• Actions to take:
a – According to the airline article, which carrier is the latest to enter bankruptcy?
b – Transcribe the airline article word for word, everything from "Issue No. 775" down to "they get better.".

• Document extract:
_ _ _ _ _

Issue No. 775
Holding Out for a Hero?
Pushing Back: Inside This Issue
Like a damsel in distress, the world is waiting for its superhero. Not Batman. But a vaccine, which scientists say will likely come soon—before the end of the year, perhaps. Even if mid-2021 before a magic bullet is produced, delivered, and administered, airlines can at least start seeing the day when the world will be ready to fly again.
How fast will demand return? Will it take years to recover from all the economic damage? It’s only the third quarter of 2020, after all, and things could get a lot worse for six months, before they get better.
Some airlines might not make it. South African Airways, for one, is fading fast. Israel’s El Al is desperate for government help. Most, however, will survive, with government help or, absent that, help from bankruptcy protection. Aeromexico is the latest to enter bankruptcy, joining a parade of other Latin carriers.

_ _ _ _ _

Collected data:
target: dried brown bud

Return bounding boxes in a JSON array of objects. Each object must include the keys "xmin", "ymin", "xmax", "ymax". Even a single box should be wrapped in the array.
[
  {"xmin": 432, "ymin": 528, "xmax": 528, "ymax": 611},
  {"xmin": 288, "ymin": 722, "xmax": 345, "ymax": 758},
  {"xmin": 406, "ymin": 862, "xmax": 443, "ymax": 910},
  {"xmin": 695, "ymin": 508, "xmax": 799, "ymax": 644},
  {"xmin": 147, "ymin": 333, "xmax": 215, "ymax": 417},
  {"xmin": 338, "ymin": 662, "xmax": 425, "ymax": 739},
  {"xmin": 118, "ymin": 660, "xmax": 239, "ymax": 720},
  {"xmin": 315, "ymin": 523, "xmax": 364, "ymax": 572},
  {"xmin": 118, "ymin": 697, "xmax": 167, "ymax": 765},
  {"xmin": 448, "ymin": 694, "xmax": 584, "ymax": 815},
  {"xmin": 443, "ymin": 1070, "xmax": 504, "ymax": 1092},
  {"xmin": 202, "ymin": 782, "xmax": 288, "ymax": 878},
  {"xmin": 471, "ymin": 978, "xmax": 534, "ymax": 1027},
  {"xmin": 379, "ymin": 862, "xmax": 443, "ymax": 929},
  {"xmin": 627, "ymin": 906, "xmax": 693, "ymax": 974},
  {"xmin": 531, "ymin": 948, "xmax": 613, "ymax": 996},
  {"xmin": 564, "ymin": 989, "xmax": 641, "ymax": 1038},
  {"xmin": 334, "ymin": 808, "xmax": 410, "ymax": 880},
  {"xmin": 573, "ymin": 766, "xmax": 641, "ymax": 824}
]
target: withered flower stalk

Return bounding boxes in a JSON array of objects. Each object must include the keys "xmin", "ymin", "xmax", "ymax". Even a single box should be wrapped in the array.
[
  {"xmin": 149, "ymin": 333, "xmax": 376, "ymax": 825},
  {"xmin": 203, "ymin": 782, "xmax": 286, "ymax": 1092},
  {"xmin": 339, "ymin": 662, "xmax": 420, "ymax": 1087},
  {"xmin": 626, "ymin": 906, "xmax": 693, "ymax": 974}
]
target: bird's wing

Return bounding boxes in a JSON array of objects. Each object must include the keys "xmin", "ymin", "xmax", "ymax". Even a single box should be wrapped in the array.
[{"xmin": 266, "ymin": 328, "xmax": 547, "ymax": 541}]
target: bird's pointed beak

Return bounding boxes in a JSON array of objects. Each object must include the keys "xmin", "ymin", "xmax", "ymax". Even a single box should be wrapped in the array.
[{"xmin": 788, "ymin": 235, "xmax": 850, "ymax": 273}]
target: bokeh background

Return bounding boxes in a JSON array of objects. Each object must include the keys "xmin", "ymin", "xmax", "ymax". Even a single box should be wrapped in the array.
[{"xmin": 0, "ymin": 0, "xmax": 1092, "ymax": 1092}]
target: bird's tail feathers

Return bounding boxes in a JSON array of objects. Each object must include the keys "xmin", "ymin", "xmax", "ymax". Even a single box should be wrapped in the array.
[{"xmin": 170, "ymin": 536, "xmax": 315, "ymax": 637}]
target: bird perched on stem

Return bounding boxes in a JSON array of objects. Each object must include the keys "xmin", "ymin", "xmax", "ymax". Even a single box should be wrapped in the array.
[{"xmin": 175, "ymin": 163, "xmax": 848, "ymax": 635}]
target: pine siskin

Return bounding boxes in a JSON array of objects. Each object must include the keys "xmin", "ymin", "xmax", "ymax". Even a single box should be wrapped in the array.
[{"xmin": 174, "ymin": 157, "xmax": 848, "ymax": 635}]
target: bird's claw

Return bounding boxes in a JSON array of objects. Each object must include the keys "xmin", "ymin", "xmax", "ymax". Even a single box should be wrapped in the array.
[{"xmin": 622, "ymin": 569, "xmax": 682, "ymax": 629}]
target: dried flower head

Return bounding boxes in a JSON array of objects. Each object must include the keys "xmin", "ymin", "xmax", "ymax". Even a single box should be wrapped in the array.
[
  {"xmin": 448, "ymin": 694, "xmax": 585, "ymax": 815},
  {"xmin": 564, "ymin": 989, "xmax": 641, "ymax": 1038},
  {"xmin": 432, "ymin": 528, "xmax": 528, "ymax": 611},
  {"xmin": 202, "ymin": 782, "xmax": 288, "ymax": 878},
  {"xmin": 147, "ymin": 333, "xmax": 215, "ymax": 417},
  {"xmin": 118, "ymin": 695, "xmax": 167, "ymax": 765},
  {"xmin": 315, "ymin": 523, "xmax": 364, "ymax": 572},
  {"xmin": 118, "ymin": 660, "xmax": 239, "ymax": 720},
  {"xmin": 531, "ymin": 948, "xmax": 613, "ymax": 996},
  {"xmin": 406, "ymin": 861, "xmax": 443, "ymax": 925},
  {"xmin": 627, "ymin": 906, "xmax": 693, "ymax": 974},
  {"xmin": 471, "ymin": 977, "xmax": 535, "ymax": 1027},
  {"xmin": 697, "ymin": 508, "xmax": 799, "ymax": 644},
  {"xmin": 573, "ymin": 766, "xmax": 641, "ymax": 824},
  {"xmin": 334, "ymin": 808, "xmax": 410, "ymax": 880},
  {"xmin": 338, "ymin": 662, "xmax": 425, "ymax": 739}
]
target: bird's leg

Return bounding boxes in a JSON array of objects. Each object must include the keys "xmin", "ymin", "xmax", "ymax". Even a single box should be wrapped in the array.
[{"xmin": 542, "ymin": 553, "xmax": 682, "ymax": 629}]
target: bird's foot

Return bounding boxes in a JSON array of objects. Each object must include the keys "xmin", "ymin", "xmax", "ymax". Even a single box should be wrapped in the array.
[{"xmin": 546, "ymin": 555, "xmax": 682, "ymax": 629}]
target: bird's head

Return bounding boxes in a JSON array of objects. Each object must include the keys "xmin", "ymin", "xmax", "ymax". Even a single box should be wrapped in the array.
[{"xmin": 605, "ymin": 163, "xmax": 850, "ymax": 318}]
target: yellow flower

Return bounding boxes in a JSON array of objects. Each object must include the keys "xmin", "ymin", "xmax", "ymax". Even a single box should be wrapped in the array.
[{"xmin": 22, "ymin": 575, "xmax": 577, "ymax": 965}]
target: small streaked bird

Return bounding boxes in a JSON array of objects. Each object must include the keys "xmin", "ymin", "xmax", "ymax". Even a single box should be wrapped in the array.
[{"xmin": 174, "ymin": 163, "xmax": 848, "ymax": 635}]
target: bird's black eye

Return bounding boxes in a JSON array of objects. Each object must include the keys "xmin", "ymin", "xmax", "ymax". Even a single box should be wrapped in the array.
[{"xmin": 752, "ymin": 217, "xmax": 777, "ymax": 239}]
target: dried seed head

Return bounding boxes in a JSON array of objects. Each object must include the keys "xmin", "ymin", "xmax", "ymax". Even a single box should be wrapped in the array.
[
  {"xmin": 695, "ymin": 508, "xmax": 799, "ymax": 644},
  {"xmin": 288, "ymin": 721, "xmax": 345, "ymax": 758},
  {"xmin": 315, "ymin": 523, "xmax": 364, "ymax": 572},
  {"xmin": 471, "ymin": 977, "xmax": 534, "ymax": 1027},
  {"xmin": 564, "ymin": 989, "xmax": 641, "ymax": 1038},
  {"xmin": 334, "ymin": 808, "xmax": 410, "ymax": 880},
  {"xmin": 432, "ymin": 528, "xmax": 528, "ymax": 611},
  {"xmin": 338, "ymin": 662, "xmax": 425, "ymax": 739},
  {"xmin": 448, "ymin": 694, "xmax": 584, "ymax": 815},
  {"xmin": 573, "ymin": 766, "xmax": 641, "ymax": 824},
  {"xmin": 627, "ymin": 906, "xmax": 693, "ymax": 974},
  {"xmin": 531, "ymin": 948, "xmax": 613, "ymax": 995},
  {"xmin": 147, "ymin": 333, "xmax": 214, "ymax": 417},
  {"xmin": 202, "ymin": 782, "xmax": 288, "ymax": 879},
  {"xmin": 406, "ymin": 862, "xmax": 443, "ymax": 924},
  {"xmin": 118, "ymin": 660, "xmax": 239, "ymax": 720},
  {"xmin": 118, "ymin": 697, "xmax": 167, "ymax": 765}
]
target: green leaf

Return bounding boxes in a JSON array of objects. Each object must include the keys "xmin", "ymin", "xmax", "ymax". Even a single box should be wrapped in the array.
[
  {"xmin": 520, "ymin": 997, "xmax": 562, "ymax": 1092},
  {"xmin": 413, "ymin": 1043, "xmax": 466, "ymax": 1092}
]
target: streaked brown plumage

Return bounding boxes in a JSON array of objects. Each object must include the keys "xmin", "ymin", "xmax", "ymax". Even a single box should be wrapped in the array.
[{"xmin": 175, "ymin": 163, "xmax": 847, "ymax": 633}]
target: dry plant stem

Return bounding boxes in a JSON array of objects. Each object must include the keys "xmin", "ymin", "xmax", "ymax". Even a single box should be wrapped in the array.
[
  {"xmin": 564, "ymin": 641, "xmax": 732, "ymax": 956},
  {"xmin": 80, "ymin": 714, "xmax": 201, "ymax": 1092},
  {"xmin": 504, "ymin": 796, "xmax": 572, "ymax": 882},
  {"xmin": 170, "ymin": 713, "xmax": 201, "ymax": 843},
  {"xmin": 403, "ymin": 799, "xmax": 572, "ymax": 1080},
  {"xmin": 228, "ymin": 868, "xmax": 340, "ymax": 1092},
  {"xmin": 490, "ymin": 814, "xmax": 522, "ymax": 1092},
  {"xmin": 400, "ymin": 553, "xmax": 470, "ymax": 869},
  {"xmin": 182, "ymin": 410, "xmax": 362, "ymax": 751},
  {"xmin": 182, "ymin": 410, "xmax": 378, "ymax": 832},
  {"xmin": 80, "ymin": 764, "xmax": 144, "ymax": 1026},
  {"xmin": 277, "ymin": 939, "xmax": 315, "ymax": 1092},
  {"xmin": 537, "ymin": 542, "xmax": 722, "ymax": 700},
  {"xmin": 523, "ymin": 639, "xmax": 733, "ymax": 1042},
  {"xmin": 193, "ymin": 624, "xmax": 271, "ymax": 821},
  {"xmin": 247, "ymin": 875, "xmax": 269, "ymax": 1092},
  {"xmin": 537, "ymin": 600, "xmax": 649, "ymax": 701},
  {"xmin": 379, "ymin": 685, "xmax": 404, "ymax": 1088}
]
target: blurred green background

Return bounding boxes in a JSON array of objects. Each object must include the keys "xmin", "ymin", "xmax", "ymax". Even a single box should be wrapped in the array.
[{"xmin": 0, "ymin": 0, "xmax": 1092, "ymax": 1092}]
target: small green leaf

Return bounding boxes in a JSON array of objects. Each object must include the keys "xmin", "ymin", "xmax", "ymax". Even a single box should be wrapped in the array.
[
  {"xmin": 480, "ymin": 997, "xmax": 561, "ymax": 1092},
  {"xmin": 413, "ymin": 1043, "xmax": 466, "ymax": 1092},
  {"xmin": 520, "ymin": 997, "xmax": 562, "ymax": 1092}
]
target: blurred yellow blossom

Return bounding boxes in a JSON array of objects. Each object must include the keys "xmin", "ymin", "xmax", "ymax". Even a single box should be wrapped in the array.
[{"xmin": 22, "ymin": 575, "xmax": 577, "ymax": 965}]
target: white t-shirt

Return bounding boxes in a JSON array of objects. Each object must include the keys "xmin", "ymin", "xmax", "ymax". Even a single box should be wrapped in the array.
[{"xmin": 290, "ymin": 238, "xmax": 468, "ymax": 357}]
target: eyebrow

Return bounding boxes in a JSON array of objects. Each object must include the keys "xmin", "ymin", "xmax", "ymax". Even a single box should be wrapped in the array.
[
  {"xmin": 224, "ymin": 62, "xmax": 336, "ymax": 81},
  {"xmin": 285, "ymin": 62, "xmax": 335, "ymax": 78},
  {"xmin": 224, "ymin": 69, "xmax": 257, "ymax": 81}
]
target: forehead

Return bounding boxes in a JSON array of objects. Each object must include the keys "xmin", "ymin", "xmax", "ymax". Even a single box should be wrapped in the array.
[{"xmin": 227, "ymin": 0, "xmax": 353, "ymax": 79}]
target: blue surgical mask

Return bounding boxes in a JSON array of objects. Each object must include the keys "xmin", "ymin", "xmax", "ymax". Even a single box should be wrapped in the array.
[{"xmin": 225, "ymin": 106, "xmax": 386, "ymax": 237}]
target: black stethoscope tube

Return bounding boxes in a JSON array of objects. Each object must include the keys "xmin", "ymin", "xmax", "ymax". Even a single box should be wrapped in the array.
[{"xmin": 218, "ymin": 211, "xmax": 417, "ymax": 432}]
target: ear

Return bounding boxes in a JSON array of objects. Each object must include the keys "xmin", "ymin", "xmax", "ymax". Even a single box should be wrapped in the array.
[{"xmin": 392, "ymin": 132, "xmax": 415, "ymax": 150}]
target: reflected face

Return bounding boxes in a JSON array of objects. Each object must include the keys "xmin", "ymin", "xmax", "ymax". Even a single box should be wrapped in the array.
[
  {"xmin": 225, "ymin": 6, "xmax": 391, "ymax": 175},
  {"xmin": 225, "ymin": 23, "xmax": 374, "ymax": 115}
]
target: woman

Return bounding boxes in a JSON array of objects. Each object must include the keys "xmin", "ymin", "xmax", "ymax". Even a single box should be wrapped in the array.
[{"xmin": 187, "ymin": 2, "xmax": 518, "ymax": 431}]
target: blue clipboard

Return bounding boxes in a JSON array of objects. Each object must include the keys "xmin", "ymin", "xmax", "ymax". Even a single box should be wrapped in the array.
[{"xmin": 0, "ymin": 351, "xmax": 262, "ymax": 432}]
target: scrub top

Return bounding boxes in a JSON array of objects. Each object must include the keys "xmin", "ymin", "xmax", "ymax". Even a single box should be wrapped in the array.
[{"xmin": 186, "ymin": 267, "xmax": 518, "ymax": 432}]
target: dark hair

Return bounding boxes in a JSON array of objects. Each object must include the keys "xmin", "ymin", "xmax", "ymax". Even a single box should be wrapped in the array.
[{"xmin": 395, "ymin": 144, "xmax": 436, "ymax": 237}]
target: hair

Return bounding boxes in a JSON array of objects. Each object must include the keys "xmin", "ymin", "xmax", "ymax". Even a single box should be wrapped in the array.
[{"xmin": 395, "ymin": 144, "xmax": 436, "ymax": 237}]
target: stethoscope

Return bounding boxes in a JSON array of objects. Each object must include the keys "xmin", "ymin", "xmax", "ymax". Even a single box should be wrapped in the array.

_ _ _ _ _

• Answers in order:
a – Aeromexico

b –
Issue No. 775
Holding Out for a Hero?
Pushing Back: Inside This Issue
Like a damsel in distress, the world is waiting for its superhero. Not Batman. But a vaccine, which scientists say will likely come soon—before the end of the year, perhaps. Even if mid-2021 before a magic bullet is produced, delivered, and administered, airlines can at least start seeing the day when the world will be ready to fly again.
How fast will demand return? Will it take years to recover from all the economic damage? It’s only the third quarter of 2020, after all, and things could get a lot worse for six months, before they get better.